[[ Available records, beginning ]]

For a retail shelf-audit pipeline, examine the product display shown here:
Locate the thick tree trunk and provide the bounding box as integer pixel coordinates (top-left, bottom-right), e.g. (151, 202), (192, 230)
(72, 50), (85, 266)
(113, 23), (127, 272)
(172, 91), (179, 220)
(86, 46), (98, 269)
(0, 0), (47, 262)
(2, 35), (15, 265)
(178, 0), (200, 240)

[[ Available records, end ]]

(Activity): Output the lines from the one holding "Locate the thick" to the last line of the material, inclusive, exactly as they appear. Add no others.

(Result):
Locate the thick tree trunk and provide the bounding box as integer pixel coordinates (top-left, bottom-right), e.g. (151, 202), (192, 230)
(72, 50), (85, 266)
(113, 23), (127, 272)
(172, 91), (179, 220)
(86, 46), (98, 269)
(0, 0), (47, 262)
(2, 35), (15, 265)
(178, 0), (200, 240)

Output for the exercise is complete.